Problem description
Below are records; print only the lines from the line containing "In this exercise you will locate the small" to the end, both included, reproduced exactly and without the pictures.
++++ Data to use ++++
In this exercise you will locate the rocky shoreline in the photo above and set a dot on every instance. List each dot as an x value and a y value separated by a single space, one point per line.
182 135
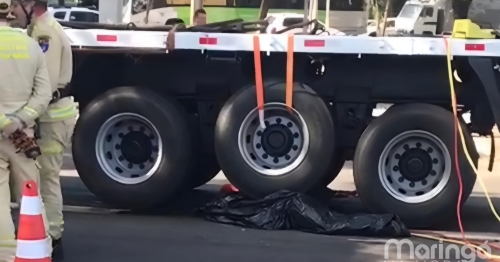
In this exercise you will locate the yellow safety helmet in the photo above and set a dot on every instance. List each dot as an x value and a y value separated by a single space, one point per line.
5 7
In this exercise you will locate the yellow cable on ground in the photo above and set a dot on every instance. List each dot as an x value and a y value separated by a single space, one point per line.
471 163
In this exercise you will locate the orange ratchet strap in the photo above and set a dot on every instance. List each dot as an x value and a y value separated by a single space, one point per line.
289 72
259 86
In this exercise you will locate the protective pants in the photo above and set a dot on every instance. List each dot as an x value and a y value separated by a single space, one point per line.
20 169
55 139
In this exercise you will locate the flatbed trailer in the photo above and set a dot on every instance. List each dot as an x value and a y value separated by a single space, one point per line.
155 122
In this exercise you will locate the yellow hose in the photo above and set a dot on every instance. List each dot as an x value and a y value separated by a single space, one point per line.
471 163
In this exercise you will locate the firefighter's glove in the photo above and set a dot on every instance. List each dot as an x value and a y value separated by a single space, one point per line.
16 124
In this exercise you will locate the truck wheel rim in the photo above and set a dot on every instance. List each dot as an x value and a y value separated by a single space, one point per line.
278 148
414 167
129 148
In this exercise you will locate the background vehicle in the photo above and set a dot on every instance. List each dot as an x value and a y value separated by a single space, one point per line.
422 17
280 21
389 30
75 14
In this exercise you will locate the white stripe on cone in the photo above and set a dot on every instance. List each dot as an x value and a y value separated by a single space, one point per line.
31 206
33 249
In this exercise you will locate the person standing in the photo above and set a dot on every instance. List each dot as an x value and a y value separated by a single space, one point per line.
26 92
58 122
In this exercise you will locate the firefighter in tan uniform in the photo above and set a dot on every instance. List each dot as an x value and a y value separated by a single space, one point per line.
57 124
25 93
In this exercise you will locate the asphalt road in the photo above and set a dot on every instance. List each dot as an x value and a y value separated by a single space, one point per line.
172 233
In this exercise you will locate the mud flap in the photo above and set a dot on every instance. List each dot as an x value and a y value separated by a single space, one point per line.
489 77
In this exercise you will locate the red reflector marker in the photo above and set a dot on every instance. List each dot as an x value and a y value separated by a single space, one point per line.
208 41
475 47
107 38
314 43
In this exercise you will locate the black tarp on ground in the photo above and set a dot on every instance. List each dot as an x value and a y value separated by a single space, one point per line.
286 210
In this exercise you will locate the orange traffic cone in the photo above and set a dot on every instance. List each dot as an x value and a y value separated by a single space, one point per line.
32 244
228 188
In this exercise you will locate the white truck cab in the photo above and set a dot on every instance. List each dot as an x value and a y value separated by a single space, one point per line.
74 14
421 17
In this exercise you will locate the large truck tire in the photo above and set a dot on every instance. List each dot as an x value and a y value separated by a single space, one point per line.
293 152
133 148
404 164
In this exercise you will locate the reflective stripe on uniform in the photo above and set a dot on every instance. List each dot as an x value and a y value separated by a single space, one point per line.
50 147
31 112
4 121
63 113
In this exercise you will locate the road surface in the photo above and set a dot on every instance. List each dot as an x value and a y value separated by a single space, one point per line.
173 233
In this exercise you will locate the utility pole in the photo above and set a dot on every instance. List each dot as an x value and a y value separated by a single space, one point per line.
148 8
327 14
264 9
195 5
386 13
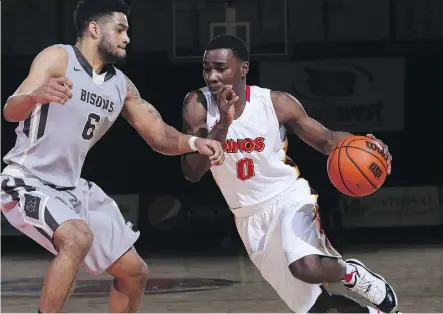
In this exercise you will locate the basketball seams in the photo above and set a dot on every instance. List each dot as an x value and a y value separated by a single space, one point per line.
341 176
371 153
358 168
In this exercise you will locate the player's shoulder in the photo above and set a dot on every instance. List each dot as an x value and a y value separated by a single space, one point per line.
52 58
53 53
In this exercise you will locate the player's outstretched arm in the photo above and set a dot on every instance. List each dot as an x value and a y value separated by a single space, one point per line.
44 83
162 137
290 112
194 166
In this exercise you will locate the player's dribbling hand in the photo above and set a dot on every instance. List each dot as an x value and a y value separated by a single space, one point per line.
56 90
226 99
385 151
211 148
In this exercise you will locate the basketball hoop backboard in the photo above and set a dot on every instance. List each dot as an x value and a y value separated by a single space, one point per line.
261 24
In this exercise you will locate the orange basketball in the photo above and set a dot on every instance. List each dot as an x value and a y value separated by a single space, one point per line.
356 166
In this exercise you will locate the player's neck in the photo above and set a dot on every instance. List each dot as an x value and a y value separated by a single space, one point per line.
90 53
241 104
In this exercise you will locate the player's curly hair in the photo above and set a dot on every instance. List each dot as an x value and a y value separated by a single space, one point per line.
96 10
234 43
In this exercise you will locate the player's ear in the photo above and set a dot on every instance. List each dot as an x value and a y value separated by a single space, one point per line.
94 29
244 69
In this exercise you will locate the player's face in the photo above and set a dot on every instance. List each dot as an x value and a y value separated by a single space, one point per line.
221 68
114 38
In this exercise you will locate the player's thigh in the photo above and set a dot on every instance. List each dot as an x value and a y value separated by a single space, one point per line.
298 295
301 232
35 209
113 236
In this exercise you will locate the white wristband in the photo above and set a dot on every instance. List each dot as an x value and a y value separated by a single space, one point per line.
192 143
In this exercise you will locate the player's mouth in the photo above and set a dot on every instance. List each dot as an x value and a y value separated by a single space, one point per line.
214 88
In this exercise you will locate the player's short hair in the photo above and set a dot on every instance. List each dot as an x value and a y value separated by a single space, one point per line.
96 10
234 43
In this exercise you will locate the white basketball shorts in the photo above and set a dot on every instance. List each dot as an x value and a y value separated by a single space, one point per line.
281 231
37 210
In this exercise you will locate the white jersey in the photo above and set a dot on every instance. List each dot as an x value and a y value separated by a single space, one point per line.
255 168
52 143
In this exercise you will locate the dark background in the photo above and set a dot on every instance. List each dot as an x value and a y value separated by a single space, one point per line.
164 56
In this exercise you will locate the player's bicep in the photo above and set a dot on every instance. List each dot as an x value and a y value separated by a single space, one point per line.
143 116
194 116
51 62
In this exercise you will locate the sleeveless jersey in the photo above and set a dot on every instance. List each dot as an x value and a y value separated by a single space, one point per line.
53 141
255 168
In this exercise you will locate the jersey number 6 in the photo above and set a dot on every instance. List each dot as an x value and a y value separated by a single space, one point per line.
245 169
91 123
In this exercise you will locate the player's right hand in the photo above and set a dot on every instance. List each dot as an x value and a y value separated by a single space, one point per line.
226 99
211 148
56 90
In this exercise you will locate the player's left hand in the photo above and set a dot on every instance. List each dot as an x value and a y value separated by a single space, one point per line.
385 151
211 148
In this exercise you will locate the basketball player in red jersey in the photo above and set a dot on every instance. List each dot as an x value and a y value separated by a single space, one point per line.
276 212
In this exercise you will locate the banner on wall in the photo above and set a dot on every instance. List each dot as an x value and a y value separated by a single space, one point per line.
393 207
356 95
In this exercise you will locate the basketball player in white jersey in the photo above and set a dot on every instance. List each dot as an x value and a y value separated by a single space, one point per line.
276 211
70 98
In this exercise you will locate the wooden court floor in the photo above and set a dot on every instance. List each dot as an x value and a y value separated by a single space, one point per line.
225 284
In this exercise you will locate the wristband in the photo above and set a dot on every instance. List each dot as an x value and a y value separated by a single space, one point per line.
192 143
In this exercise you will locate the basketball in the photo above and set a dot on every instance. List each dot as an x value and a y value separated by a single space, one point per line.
356 166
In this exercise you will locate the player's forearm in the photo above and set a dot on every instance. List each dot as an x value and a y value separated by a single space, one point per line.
335 137
172 142
194 166
18 107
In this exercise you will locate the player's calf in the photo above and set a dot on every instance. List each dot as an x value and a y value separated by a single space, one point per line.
317 269
130 275
72 240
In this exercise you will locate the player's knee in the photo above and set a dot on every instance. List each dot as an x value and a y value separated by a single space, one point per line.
306 268
73 236
130 268
139 275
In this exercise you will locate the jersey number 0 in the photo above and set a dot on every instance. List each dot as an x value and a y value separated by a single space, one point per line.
245 169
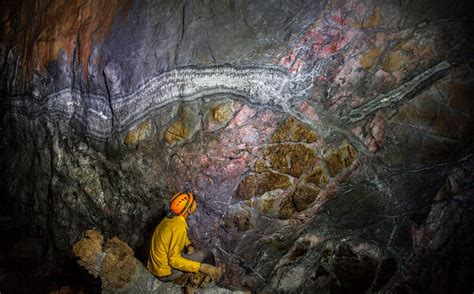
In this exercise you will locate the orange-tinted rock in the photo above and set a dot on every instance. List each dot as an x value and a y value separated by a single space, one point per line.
269 181
87 250
287 209
292 159
61 25
221 113
304 196
339 159
177 132
137 134
373 19
369 59
318 177
246 188
395 61
292 130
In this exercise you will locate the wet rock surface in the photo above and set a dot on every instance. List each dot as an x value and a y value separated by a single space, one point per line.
329 143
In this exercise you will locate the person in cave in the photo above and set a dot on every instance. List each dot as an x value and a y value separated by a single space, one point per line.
167 259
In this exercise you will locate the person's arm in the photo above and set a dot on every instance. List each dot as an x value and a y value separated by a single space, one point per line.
178 262
189 246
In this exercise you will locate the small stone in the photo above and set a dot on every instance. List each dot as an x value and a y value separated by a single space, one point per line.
395 61
339 159
287 209
372 20
269 181
294 159
369 59
318 177
177 132
139 133
221 113
304 196
291 130
246 188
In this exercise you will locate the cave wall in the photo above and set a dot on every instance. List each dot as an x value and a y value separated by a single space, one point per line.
329 142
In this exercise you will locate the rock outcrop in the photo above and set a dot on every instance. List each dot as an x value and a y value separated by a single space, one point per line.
329 143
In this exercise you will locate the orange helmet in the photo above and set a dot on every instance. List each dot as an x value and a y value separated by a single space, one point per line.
180 202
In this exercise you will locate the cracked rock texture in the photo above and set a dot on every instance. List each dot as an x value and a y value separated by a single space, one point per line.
329 143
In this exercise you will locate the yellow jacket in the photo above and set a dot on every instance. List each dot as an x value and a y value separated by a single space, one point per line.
168 241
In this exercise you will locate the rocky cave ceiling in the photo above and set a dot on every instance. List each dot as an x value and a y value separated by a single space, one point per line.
330 143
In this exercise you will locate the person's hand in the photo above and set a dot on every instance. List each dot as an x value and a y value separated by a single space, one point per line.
190 249
210 270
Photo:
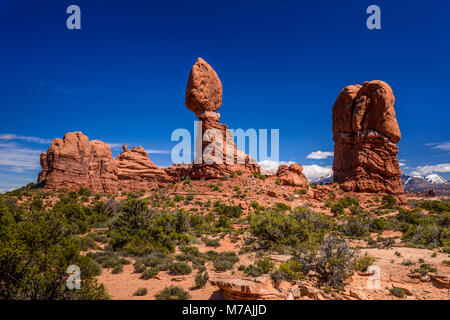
++++
Task solution
In this exercise you will locate the small stone in the photo above and set a dot on every instance. List each dot as an x value and a y value separated by a single space, one point per line.
395 61
339 159
287 209
372 20
269 181
294 159
369 59
318 177
177 132
139 133
221 113
304 196
291 130
246 188
In this exercise you will locate the cave wall in the photo above and set a dot on every instance. List each dot as an x value and a y value separated by a single space, one point per line.
329 142
In this exercise you will locate the rock outcrop in the photo above and set a dot on every instance. List each dot as an x value and a y value separated by a single space, one point per line.
329 143
In this exercise you will locate the orange helmet in the photo above and set a dot on every instance. List each dot as an x value and a y value separated by a single space, one point per line.
180 202
In this exercise you will locate the cracked rock texture in the photo above and set a dot on every instance. List each dot as an x value and a y value separated by a single space, one point per line.
329 143
In this exercise you will locate the yellow jacket in the photo above and set a dot on every instance. List each dot as an x value and a y value separated by a single space, one point per line.
168 241
In this exercise you will locate the rocky cave ceiling in the photo above and set a dot on every instance. List each dot as an x value and a y value separated by a single space, one point per line.
330 143
In this exercise you will locate the person's hand in the photo above and set a dot on every instance. List each dot as an x value and a y value separated by a single space, one point per line.
190 249
210 270
Photo:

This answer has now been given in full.